Pick out every line of the material below that contains the word "board", and copy each one. Case counts.

Start of Stored data

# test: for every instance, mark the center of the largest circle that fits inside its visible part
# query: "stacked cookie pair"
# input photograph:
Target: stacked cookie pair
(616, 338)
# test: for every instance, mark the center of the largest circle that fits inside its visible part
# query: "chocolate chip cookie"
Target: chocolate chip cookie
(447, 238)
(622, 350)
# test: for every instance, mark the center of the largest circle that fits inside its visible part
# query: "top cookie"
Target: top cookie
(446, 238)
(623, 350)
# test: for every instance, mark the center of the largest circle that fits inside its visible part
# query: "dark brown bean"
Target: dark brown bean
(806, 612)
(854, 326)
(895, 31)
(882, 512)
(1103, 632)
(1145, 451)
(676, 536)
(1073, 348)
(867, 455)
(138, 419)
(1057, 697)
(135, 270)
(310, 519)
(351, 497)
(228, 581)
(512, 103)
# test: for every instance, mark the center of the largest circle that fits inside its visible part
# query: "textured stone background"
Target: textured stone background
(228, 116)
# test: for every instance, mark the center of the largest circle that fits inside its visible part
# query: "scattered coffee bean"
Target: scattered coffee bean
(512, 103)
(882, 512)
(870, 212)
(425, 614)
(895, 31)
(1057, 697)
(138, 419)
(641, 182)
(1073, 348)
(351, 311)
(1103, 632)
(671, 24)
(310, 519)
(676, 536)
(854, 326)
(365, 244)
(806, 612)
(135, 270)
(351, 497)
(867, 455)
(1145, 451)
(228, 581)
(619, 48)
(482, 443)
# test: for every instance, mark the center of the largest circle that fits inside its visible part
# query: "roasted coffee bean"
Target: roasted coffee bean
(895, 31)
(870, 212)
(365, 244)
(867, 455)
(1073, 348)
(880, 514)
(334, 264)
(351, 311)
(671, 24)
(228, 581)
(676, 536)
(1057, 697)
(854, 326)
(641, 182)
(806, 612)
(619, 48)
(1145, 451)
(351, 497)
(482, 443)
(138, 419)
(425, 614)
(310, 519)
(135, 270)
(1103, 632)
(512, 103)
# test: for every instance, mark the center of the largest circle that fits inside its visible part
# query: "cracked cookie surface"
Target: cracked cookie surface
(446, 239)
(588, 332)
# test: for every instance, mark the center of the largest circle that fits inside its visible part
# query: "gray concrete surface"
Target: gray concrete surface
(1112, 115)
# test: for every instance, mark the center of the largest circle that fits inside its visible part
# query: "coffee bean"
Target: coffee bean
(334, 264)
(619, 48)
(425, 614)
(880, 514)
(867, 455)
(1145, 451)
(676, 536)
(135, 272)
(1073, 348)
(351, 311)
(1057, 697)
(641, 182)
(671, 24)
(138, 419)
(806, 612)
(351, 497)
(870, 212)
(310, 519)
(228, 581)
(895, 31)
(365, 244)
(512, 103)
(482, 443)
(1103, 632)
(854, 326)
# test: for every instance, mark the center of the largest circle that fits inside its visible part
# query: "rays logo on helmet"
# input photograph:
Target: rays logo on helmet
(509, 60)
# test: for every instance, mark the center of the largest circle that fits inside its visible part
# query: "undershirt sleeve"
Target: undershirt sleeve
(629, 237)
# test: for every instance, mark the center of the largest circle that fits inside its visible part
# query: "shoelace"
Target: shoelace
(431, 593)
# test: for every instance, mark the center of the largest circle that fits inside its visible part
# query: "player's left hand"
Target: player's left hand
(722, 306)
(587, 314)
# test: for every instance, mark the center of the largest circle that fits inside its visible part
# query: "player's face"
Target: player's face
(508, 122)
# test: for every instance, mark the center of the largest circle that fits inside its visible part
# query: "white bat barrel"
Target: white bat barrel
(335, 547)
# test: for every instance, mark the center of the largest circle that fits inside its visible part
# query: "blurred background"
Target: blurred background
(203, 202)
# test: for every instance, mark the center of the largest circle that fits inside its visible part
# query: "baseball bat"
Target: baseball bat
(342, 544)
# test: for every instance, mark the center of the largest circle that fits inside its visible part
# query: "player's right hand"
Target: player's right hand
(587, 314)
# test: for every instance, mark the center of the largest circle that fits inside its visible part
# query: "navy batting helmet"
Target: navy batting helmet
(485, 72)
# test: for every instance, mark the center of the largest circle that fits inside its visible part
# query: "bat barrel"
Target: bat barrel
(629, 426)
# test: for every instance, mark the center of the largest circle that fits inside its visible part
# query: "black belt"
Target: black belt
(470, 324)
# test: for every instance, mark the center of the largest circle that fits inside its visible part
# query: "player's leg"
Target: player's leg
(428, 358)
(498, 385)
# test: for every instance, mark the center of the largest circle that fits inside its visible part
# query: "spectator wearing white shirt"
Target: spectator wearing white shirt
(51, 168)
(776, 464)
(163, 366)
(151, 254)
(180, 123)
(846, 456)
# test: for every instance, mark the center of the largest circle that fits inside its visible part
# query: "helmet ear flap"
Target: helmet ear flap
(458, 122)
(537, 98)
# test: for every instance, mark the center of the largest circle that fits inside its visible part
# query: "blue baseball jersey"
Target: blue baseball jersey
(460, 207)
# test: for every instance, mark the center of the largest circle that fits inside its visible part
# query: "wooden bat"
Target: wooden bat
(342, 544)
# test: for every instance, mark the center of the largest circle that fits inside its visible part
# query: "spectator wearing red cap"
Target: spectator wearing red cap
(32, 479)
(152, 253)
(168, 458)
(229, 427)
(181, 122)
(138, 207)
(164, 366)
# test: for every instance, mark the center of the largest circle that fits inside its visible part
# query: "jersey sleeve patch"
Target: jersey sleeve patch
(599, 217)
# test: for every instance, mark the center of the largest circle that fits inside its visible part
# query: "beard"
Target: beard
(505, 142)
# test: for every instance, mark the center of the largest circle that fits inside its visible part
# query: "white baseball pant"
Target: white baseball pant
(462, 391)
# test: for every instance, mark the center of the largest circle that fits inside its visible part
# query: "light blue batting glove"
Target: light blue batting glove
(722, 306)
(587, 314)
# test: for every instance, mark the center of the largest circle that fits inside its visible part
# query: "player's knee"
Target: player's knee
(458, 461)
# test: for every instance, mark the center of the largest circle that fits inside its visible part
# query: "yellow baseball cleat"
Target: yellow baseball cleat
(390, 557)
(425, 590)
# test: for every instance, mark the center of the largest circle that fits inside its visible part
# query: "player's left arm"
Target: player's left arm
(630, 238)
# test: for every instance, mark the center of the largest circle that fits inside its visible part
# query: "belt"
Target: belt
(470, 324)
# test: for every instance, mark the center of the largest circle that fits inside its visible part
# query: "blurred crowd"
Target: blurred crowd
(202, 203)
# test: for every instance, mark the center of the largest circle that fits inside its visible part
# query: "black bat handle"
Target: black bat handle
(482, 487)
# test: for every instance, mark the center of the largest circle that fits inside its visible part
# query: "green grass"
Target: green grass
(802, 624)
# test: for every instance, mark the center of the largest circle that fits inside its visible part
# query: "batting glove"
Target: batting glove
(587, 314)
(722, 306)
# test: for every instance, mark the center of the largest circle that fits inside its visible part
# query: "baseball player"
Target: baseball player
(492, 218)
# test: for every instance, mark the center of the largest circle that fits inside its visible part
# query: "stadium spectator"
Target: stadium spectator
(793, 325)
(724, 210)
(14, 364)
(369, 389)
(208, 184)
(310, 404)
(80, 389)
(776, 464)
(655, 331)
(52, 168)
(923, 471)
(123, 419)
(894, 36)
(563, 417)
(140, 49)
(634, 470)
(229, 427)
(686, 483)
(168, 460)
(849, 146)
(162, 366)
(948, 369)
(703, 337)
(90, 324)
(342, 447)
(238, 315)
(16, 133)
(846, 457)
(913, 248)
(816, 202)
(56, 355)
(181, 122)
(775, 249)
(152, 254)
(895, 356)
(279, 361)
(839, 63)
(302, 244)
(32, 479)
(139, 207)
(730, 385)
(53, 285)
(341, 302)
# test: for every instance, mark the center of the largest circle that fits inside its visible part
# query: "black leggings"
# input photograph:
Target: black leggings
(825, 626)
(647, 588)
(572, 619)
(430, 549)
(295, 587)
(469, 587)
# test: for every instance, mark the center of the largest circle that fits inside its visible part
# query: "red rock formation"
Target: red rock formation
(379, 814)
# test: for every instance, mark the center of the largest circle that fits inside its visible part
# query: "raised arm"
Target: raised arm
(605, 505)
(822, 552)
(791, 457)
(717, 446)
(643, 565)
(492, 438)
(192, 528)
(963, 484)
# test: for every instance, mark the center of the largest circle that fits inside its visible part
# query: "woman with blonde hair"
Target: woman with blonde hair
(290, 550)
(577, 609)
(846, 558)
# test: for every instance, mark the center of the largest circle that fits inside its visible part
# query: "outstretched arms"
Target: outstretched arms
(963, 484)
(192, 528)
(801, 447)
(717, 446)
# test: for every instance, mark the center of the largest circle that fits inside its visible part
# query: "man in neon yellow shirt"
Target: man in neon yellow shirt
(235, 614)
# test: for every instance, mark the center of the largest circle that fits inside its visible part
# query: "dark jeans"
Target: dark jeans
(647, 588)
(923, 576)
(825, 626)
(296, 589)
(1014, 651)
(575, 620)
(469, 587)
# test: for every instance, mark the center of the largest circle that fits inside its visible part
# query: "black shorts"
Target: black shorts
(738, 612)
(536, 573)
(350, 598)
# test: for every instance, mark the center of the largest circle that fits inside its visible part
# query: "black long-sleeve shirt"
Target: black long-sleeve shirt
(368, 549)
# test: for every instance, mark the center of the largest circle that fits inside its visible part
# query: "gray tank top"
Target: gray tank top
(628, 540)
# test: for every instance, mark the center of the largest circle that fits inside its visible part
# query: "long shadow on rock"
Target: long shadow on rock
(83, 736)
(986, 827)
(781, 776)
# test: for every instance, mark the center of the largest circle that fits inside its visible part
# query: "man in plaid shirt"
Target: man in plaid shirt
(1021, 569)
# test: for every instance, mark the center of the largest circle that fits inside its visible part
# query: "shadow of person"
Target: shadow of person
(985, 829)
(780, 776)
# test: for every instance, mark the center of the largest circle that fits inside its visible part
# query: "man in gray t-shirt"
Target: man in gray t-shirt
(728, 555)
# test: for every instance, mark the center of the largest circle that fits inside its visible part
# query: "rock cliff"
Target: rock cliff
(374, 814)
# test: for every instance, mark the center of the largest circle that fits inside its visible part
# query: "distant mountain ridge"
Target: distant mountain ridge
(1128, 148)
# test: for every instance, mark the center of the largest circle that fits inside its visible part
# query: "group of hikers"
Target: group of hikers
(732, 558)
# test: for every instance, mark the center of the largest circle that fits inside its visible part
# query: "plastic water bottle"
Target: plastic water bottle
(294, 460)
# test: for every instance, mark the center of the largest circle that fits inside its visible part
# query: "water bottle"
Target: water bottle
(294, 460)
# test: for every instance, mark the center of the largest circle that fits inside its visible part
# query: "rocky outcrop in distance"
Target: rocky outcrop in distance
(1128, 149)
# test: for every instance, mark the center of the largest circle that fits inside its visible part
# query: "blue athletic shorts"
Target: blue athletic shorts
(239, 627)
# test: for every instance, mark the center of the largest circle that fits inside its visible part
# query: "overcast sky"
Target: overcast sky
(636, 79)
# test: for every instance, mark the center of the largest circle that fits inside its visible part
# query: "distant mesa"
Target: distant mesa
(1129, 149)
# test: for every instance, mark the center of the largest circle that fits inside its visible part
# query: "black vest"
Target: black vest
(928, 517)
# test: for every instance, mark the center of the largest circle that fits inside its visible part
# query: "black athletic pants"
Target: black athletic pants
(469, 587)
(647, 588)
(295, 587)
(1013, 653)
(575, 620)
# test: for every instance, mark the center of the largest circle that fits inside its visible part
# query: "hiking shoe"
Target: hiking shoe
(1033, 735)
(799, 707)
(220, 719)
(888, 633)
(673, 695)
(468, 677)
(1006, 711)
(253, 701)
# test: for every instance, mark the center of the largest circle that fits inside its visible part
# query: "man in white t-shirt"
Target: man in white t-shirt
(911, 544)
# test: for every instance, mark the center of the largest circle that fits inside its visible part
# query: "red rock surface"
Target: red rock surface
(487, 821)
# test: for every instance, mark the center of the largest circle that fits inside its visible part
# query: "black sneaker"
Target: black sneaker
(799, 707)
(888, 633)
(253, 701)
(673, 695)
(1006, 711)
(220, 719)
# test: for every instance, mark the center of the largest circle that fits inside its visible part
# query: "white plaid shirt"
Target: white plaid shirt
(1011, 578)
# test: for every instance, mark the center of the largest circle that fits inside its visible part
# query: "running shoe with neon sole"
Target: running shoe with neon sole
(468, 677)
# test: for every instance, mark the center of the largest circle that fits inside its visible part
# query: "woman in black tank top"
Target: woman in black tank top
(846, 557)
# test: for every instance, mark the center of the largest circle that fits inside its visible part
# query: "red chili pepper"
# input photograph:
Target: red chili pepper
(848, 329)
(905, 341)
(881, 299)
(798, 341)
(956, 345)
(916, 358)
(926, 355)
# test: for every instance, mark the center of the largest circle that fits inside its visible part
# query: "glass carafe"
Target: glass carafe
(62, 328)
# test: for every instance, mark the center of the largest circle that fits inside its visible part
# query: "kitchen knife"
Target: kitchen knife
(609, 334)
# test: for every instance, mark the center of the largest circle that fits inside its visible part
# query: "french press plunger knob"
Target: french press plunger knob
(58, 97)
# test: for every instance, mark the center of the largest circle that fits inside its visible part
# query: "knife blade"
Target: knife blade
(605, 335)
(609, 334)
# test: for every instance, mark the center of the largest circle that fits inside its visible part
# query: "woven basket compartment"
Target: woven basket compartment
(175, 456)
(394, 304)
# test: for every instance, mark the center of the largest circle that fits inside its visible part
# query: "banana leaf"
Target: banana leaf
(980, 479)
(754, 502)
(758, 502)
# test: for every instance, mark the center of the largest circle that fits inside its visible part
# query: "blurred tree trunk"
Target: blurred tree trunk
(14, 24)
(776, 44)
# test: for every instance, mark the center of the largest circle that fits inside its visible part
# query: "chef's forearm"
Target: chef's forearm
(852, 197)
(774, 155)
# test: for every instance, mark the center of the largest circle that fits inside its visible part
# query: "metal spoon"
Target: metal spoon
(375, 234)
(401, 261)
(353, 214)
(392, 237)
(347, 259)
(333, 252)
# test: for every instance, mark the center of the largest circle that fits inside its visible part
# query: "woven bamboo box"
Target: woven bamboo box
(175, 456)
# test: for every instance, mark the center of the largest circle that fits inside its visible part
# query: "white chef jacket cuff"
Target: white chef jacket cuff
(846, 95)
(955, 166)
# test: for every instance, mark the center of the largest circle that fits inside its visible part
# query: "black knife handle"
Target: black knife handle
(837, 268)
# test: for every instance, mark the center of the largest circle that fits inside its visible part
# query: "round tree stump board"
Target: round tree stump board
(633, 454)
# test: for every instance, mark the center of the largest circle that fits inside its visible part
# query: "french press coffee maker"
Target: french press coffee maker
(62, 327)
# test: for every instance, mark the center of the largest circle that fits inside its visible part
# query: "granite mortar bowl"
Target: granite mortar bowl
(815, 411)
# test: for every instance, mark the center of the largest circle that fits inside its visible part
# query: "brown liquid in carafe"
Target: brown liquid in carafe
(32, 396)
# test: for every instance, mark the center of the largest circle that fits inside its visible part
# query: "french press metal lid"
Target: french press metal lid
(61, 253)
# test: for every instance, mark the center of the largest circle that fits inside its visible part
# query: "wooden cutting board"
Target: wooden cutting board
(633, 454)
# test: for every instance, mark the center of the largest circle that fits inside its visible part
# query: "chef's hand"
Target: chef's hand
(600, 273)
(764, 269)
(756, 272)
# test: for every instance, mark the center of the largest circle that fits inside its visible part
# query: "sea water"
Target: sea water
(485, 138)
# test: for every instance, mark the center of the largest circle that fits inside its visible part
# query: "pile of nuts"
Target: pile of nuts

End of Stored data

Result of the exercise:
# query: "round tree stump board"
Target: round tree stump board
# query: "wooden cutting board"
Target: wooden cutting board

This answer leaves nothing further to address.